**PROBLEM REQUIREMENTS**
Count how many lines of the items below contain the string "mesh", treating uppercase and lowercase as different. Reply with the number alone.

--- Start of GIVEN INFORMATION ---

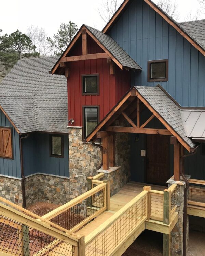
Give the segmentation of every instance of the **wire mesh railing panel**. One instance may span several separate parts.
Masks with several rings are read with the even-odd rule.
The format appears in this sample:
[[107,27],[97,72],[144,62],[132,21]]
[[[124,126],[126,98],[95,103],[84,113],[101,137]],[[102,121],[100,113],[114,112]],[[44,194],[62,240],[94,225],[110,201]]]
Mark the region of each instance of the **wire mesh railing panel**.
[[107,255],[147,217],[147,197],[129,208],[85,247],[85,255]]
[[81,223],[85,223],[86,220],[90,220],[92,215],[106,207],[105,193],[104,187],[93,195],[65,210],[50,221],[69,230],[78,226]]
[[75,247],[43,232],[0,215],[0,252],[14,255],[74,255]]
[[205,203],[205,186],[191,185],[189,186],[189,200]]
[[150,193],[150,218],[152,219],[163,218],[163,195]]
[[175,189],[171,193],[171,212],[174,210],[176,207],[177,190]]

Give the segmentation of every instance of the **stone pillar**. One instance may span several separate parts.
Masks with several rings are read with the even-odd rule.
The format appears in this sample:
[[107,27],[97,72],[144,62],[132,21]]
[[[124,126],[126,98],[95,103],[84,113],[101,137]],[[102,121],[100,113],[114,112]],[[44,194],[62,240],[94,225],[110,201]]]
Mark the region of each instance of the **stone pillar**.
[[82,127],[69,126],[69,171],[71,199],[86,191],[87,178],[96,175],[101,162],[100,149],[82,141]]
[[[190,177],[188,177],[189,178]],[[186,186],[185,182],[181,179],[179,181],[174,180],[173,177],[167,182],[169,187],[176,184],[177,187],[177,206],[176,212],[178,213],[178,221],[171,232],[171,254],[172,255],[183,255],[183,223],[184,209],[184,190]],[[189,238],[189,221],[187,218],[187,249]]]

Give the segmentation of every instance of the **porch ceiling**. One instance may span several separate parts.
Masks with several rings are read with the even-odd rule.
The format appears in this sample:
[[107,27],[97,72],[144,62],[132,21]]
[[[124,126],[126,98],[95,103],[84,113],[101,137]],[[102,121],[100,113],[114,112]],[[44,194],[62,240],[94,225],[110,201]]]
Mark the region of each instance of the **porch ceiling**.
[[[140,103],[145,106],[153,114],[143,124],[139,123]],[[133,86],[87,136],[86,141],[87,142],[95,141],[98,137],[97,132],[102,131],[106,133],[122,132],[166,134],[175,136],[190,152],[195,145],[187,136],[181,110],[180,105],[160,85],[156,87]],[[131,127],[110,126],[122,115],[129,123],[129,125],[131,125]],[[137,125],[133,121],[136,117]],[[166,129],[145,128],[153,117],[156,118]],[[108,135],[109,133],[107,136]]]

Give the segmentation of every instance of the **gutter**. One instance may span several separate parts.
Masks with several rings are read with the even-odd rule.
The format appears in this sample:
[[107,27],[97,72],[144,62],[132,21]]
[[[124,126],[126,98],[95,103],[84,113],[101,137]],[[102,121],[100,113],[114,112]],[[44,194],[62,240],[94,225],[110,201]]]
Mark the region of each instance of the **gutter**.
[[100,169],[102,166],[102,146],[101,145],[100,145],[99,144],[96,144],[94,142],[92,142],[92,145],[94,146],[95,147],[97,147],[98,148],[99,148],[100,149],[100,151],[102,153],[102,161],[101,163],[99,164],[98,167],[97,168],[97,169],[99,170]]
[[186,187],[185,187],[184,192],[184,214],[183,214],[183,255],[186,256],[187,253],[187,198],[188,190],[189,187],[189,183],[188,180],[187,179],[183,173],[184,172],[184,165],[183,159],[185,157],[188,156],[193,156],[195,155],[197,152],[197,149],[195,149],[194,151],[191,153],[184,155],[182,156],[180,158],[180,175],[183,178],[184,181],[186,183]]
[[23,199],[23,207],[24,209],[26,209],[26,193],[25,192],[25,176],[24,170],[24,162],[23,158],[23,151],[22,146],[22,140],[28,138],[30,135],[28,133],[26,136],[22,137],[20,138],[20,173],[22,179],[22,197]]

--- End of GIVEN INFORMATION ---

**THE RESPONSE**
2